= Internet in Germany =

The main form of Internet access in Germany is DSL, introduced by Deutsche Telekom in 1999. Other technologies such as cable, FTTH and FTTB (fiber), satellite, and mobile access via UMTS, HSDPA, and LTE are also in use.

== DSL ==
DSL is the dominant internet access technology in Germany, with more than 30 million subscribers. For residential services, the Annex B versions of ADSL, ADSL2+, and VDSL2 are most common. Deutsche Telekom, with over 12 million customers, is the market leader.

Other DSL providers either operate their own hardware on local loops rented from Deutsche Telekom through local loop unbundling (LLU), or purchase bit-stream access from wholesale providers. End users typically connect their modem through a standard TAE connector socket.

As of April 2024, typical monthly prices for combined internet and telephone service start at about €25 for ADSL2+ (16 Mbit/s down, 1 Mbit/s up) and €30 for VDSL2 (50 Mbit/s down, 10 Mbit/s up).

# EXTRACTED DATA:
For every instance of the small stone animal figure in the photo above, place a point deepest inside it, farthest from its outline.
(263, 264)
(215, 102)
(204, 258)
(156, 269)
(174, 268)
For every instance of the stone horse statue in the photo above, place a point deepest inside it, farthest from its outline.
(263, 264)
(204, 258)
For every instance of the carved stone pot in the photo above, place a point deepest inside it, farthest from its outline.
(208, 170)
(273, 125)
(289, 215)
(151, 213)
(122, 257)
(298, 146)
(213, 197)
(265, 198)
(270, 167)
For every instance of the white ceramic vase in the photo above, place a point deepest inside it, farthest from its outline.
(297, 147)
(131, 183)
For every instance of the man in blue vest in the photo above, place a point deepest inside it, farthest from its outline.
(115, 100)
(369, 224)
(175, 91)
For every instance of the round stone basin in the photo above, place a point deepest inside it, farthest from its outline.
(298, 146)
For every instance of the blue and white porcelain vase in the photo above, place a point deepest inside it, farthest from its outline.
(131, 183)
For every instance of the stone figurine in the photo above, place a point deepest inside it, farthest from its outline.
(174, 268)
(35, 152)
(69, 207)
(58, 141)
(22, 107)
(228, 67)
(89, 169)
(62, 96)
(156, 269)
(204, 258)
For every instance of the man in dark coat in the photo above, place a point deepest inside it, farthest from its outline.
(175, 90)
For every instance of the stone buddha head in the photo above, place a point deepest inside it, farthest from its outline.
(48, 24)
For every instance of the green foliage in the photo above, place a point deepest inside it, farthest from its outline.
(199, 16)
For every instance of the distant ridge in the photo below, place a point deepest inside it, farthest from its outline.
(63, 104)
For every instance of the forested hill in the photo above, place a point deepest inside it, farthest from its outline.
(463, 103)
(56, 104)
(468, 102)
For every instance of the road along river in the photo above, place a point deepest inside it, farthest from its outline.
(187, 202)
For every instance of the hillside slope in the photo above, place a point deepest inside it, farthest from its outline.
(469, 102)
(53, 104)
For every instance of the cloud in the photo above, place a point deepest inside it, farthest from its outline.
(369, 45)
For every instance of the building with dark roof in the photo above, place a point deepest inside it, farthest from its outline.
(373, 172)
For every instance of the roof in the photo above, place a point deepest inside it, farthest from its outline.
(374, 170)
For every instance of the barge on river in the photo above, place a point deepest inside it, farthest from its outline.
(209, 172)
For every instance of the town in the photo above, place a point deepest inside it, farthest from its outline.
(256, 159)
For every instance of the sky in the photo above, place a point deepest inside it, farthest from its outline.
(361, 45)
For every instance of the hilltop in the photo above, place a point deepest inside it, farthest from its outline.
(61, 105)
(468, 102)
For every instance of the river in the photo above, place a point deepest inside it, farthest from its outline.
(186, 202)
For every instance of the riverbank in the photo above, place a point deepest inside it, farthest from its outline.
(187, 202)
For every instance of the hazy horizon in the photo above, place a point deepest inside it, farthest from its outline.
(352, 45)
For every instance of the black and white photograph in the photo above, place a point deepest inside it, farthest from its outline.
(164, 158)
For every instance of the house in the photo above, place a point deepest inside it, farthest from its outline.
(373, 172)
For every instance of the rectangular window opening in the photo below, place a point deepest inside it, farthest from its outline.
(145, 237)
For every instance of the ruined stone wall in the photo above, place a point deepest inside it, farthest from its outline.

# AIM A:
In the text on Internet access in Germany, which company is the DSL market leader, and how many customers does it have?
# AIM B:
Reproduce the stretch of the text on Internet access in Germany from "Other DSL providers" through "TAE connector socket.".

# FULL RESPONSE A:
Deutsche Telekom, with over 12 million customers.

# FULL RESPONSE B:
Other DSL providers either operate their own hardware on local loops rented from Deutsche Telekom through local loop unbundling (LLU), or purchase bit-stream access from wholesale providers. End users typically connect their modem through a standard TAE connector socket.